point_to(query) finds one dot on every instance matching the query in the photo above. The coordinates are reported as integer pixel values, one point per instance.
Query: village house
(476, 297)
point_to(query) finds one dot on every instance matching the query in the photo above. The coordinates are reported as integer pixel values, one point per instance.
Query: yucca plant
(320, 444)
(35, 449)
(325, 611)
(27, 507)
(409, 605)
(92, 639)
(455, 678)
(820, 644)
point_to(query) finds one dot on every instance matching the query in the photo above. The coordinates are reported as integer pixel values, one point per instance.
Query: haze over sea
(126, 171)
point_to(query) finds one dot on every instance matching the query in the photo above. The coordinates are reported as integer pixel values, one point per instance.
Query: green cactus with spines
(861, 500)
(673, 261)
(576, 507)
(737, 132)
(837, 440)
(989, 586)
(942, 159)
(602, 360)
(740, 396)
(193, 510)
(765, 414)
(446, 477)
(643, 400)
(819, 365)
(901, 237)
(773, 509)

Direction: Format the records above as a CSV file with two columns, input and output, with one row per record. Put each record's text in the input column and its answer in the output column, wrap every field in double quotes, and replace line breaks with spaces.

Response to the task:
input,output
"point_to(query) finds one dot on every instance matching the query in the photo above. The coordinates are reported as integer pixel values, one point per instance. Query: village house","(476, 297)"
"point_to(query) finds one dot on every instance matching the query in the photo above. The coordinates are reported as integer pixel values, one point per instance. Query: yucca plant","(320, 444) (35, 449) (325, 611) (27, 507) (409, 605) (92, 639) (455, 678) (820, 644)"
"point_to(query) finds one dot on every instance matching the query in the photo above. The coordinates are reported as integer pixel values, one point per instance. Query: haze over sea","(126, 171)"
"point_to(query) finds one dot on every instance matching the query in the photo above. The coordinates are reported as integer pixel values, one point per instance. Query: green cactus with spines","(861, 500) (673, 261) (576, 507) (737, 132) (837, 440) (989, 586) (942, 159) (602, 360) (740, 396) (193, 510) (765, 414) (446, 477) (643, 400) (819, 365) (901, 237) (773, 509)"